Your task: I'd like the entries that follow repeated exactly, with the pictures left out.

Supplied data below:

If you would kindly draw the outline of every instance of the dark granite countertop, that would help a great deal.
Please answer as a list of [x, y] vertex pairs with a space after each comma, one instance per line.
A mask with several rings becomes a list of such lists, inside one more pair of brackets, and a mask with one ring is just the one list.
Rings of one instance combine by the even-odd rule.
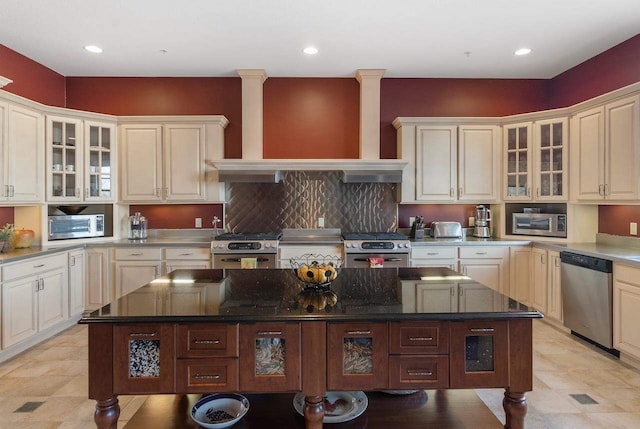
[[[425, 285], [430, 283], [437, 285], [433, 300], [427, 299]], [[436, 306], [443, 285], [458, 291], [457, 306]], [[473, 302], [465, 301], [469, 288], [474, 289]], [[172, 299], [181, 294], [199, 298]], [[174, 301], [179, 305], [172, 305]], [[286, 269], [177, 270], [85, 314], [80, 323], [538, 317], [542, 315], [536, 310], [448, 268], [344, 268], [330, 288], [321, 290], [305, 288]]]

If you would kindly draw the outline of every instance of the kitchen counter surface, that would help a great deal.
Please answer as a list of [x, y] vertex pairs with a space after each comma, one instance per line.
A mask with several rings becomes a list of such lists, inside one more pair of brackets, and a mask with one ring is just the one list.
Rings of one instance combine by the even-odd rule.
[[640, 248], [621, 247], [604, 243], [549, 243], [536, 242], [535, 247], [543, 247], [559, 252], [574, 252], [613, 262], [624, 262], [640, 266]]
[[431, 238], [411, 239], [412, 246], [528, 246], [531, 240], [513, 240], [504, 238]]

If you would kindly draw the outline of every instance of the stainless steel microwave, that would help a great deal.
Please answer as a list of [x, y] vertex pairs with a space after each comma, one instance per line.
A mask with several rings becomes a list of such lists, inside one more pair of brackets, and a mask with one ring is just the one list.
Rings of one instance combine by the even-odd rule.
[[103, 236], [103, 214], [49, 216], [49, 240]]
[[512, 234], [567, 236], [567, 215], [554, 213], [513, 213]]

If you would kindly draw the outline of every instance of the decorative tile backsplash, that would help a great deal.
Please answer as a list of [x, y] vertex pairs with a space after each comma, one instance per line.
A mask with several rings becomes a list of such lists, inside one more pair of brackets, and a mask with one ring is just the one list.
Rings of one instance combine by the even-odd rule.
[[339, 171], [287, 171], [280, 183], [229, 183], [225, 227], [236, 232], [325, 228], [387, 231], [396, 226], [396, 185], [343, 183]]

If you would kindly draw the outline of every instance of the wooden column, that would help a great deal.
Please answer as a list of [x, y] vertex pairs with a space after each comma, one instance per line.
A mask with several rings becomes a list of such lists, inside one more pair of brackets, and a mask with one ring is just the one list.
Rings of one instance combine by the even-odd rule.
[[302, 322], [302, 393], [306, 429], [322, 429], [327, 391], [327, 324]]
[[267, 74], [262, 69], [238, 70], [242, 78], [242, 159], [262, 159], [263, 91]]
[[356, 72], [360, 82], [360, 159], [380, 159], [380, 79], [384, 72]]

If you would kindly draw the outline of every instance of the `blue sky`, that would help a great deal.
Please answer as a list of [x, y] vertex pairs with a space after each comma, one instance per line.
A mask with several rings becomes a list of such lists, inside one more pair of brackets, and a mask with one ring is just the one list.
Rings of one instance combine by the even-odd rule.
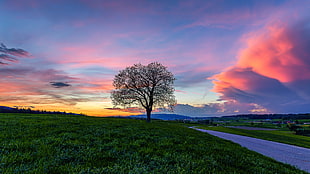
[[0, 57], [0, 105], [130, 115], [107, 109], [114, 75], [158, 61], [179, 114], [309, 112], [309, 3], [3, 0], [0, 54], [16, 60]]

End of Supplied data.

Task result:
If you would kindly draw the outline of every instance of the dark granite countertop, that would help a great deal.
Please answer as a list of [x, y] vertex pairs with a space after each comma, one instance per line.
A mask with several rings becomes a list of such lists, inside one more pair of brackets, and a mask with one ring is just the one list.
Rings of one instance combine by the even-odd rule.
[[[425, 285], [430, 283], [437, 285], [433, 300], [427, 299]], [[436, 306], [443, 285], [458, 291], [457, 306]], [[473, 302], [465, 301], [469, 288], [474, 289]], [[172, 299], [181, 294], [199, 298]], [[174, 301], [179, 305], [172, 305]], [[286, 269], [177, 270], [85, 314], [80, 323], [538, 317], [542, 315], [536, 310], [448, 268], [344, 268], [330, 288], [321, 290], [305, 288]]]

If you would kindly draw the outline of every instance of the kitchen counter surface, that would help a great deal.
Please answer as a list of [x, y] vertex pairs with a space after each comma, one instance per line.
A mask with several rings becomes a list of such lists, inside one more pair of brackets, and a mask with one ring is just the one list.
Rings of one instance combine by the even-odd rule.
[[640, 248], [621, 247], [604, 243], [549, 243], [536, 242], [535, 247], [543, 247], [559, 252], [574, 252], [613, 262], [624, 262], [640, 266]]
[[431, 238], [411, 239], [412, 246], [528, 246], [531, 240], [513, 240], [504, 238]]

If you would kindly draw the outline of every instance of the stainless steel microwave, that would help a great deal.
Please answer as a list of [x, y] vertex pairs with a space after each comma, one instance per line.
A mask with several rings becomes a list of such lists, inside one more pair of brackets, and a mask with one ring is just the one list.
Rings of one instance combine by the even-odd rule.
[[103, 236], [103, 214], [49, 216], [49, 240]]
[[512, 234], [567, 236], [567, 215], [554, 213], [513, 213]]

If you would kindly draw the outline of every instance of the decorative tile backsplash, that would help a great deal.
Please answer as a list of [x, y] vertex pairs with a space after each comma, one instance per line.
A mask with several rings becomes a list of such lists, inside one more pair of brackets, and a mask with one ring is just the one list.
Rings of one instance combine by the even-odd rule.
[[339, 171], [287, 171], [280, 183], [229, 183], [225, 227], [236, 232], [325, 228], [387, 231], [396, 226], [396, 185], [343, 183]]

If you would kindly draw the outline of every instance of the wooden column, that would help a great deal.
Please answer as a list of [x, y] vertex pairs with a space after each comma, one instance per line.
A mask with several rings becomes a list of such lists, inside one more pair of brackets, and a mask with one ring is just the one list.
Rings of one instance combine by the even-odd rule.
[[302, 322], [302, 393], [306, 429], [322, 429], [327, 391], [327, 324]]
[[267, 74], [262, 69], [238, 70], [242, 78], [242, 159], [262, 159], [263, 91]]
[[356, 72], [360, 82], [360, 159], [380, 159], [380, 79], [384, 72]]

If you would kindly draw the outline of every instance of the `blue sky`, that would help a great deal.
Please answer as a list of [x, y] vertex pairs with a space after each comma, one instance per line.
A mask with several rings becomes a list of such lists, inside one more pair of brackets, and a mask with one ring is just the one list.
Rings of one instance combine by the even-odd rule.
[[0, 57], [0, 105], [130, 115], [107, 109], [114, 75], [158, 61], [179, 114], [309, 112], [309, 3], [3, 0], [0, 54], [16, 60]]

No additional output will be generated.